(WORK REQUIRED):
Would you copy only the lines below, beginning with the one that contains "of the stainless" and running through the last entry line?

(Named object pointing entries)

★ ★ ★

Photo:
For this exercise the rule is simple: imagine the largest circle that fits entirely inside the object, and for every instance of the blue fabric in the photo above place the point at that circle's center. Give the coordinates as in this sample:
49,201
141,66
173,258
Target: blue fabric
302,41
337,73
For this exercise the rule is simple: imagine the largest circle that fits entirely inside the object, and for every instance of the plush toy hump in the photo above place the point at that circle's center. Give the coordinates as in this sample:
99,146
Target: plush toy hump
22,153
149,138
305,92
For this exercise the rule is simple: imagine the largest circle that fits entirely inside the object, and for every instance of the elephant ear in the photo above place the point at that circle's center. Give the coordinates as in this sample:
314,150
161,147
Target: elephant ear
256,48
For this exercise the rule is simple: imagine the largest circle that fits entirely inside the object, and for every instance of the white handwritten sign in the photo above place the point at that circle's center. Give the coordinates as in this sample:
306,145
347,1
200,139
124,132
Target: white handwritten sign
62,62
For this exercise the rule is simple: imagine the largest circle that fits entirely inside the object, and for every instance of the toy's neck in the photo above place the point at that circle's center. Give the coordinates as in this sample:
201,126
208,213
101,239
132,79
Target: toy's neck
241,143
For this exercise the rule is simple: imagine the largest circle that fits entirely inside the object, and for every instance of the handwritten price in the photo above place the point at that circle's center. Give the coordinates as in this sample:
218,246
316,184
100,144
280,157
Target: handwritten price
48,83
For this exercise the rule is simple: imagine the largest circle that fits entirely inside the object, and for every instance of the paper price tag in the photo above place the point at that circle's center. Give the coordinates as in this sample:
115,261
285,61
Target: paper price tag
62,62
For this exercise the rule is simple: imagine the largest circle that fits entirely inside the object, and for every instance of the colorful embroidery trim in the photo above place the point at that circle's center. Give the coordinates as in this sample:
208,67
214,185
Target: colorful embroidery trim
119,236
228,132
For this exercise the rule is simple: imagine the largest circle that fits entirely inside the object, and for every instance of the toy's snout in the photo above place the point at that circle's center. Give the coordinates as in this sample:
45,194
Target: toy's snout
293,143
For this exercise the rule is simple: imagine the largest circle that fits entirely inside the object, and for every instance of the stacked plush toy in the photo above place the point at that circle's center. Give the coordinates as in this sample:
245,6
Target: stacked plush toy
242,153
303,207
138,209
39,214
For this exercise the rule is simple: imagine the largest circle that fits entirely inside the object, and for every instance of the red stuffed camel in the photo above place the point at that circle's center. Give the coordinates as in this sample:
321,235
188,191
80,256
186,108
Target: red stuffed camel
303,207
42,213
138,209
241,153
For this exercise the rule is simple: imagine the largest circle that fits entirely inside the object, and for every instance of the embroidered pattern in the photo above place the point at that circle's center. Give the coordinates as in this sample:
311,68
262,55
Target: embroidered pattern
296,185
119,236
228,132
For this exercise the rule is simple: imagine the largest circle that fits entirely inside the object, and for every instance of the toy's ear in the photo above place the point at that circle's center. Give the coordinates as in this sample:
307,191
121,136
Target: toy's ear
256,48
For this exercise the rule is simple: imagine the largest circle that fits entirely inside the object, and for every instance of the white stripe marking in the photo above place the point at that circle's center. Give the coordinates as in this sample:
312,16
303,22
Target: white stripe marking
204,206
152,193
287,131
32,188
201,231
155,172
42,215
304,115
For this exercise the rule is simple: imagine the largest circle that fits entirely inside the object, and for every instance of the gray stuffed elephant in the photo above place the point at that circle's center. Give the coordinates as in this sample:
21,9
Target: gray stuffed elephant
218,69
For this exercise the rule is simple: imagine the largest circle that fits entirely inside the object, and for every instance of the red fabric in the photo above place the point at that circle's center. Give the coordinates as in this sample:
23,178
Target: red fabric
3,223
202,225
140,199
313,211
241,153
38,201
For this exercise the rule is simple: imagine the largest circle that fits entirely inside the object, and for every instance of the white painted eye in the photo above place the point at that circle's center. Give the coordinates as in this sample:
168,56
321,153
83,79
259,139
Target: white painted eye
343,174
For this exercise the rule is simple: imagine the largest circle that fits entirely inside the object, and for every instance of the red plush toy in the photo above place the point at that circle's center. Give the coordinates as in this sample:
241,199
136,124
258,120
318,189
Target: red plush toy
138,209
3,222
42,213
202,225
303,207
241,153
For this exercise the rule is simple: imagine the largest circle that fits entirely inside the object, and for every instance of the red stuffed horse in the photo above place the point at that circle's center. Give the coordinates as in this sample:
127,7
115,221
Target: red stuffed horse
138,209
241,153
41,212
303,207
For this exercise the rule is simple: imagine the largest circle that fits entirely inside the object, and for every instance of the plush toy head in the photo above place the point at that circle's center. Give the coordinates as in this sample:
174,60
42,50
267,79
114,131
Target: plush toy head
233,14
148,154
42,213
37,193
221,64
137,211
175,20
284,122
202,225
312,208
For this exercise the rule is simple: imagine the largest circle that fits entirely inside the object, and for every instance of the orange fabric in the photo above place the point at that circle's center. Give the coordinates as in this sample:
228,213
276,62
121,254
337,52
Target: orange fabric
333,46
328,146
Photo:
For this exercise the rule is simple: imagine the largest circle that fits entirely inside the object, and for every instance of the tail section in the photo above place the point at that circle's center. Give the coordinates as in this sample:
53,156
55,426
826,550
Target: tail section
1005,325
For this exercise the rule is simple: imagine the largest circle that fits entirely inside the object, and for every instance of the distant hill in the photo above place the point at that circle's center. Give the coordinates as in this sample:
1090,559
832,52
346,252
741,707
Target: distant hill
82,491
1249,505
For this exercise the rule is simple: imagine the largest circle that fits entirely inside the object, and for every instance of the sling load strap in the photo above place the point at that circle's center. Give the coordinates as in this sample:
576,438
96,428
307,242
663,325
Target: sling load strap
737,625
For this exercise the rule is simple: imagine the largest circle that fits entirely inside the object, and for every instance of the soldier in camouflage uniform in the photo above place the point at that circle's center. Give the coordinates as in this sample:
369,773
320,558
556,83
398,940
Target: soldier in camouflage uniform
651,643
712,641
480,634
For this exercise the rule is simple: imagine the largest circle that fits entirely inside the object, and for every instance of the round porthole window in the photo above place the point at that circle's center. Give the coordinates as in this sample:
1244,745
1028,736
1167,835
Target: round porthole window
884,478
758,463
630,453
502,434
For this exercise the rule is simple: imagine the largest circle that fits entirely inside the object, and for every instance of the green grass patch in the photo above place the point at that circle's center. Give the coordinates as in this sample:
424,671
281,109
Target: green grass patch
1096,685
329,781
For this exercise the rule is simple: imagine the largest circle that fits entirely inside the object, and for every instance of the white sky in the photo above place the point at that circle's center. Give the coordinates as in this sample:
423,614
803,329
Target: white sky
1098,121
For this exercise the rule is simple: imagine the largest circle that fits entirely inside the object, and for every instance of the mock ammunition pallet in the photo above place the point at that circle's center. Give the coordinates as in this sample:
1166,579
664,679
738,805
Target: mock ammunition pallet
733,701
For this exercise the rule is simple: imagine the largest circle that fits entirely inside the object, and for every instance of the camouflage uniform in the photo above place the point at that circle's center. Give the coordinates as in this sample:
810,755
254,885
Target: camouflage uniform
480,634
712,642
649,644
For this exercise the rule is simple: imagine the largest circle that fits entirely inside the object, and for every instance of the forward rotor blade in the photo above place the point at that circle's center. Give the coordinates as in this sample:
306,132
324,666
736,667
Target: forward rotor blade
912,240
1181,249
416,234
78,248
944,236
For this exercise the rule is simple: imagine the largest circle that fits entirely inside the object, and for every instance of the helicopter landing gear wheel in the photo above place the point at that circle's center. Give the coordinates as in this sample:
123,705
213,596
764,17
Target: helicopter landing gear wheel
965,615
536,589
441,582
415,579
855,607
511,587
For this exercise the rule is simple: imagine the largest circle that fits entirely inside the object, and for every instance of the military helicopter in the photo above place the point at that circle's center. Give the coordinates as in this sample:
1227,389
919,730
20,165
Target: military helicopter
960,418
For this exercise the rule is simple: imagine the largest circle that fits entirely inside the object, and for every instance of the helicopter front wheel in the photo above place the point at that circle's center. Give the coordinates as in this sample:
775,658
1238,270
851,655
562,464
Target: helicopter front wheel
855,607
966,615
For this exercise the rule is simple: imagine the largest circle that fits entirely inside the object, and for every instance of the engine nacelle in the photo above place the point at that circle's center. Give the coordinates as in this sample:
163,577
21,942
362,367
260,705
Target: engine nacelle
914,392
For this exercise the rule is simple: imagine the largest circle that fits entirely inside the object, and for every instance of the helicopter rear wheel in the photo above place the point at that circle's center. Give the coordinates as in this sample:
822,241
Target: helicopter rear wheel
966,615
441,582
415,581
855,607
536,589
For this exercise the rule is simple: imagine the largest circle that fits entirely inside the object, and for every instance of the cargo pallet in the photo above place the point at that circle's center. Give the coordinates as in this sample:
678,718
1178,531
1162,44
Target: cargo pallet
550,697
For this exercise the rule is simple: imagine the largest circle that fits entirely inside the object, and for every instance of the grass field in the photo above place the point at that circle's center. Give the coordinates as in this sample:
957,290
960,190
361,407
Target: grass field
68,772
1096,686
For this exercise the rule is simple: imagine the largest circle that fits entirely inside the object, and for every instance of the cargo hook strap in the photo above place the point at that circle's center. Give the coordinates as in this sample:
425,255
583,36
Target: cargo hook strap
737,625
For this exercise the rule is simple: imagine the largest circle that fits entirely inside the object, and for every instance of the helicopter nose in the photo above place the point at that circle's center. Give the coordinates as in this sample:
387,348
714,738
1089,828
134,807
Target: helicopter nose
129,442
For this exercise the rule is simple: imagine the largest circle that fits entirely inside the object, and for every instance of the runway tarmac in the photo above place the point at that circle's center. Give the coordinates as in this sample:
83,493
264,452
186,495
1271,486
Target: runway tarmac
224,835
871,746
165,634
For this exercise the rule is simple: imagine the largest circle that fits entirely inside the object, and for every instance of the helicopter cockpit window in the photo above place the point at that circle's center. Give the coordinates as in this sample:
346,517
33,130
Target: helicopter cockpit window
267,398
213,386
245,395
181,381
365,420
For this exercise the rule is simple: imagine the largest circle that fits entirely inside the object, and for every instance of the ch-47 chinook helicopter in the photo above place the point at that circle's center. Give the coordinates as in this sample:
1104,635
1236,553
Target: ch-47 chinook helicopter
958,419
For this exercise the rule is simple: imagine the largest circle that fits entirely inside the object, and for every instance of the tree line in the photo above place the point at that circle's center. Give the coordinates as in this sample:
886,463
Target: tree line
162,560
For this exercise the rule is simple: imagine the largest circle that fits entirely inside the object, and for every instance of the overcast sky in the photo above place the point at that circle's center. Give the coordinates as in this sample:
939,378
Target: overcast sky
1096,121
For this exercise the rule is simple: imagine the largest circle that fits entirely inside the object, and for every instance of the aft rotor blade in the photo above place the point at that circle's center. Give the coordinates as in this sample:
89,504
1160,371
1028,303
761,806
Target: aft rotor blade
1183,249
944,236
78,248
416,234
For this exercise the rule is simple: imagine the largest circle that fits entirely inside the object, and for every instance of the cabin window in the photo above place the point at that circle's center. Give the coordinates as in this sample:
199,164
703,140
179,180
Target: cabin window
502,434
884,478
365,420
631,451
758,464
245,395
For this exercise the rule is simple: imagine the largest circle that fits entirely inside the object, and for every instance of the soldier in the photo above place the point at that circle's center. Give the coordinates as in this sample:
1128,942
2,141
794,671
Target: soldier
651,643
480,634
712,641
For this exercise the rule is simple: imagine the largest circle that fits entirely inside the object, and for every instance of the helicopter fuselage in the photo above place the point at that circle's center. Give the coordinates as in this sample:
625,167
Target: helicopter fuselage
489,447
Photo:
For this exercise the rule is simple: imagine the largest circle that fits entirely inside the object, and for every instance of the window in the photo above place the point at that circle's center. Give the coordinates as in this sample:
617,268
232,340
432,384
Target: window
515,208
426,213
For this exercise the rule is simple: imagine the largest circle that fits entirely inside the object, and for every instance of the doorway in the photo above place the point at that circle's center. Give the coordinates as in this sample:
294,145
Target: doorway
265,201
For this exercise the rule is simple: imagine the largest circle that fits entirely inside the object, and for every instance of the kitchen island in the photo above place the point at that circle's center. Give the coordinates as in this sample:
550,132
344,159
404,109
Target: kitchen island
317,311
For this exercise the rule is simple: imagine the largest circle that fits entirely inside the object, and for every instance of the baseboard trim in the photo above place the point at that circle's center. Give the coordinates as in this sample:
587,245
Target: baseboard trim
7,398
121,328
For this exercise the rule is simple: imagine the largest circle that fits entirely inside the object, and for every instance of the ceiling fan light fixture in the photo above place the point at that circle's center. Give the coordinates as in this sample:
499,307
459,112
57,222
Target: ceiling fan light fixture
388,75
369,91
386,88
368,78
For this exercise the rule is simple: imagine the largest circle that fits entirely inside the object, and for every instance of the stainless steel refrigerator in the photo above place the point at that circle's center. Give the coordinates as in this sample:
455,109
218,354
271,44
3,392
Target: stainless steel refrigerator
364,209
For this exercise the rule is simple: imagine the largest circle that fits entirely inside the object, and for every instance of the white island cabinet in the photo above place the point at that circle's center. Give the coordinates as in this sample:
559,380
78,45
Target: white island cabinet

★ ★ ★

(SOLUTION TO THIS PROBLEM):
For this exercise the rule is simple: imagine the largest circle that fits entirely inside the object, and for every instance of the stainless steel refrigerator in the photo above place the point at that circle's center. Give the coordinates as in this sample:
455,109
218,354
271,44
3,392
Target: stainless steel refrigerator
364,209
For this exercise the rule is simple: imagine the largest circle that fits entirely inside the object, and for every instance of the white island cabinet in the photo above place the point at that circle's center. Give the coordinates as in this sample:
559,380
78,45
Target: white island cabinet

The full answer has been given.